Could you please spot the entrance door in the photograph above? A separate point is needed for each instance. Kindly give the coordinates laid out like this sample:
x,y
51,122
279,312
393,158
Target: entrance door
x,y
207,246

* * * * * * *

To do: The answer is every entry, repeated word for word.

Response box:
Could you please spot the entrance door in the photograph above? A separate point is needed for each instance. Kindly give the coordinates laid out like this sample:
x,y
51,122
279,312
393,158
Target: entrance door
x,y
207,246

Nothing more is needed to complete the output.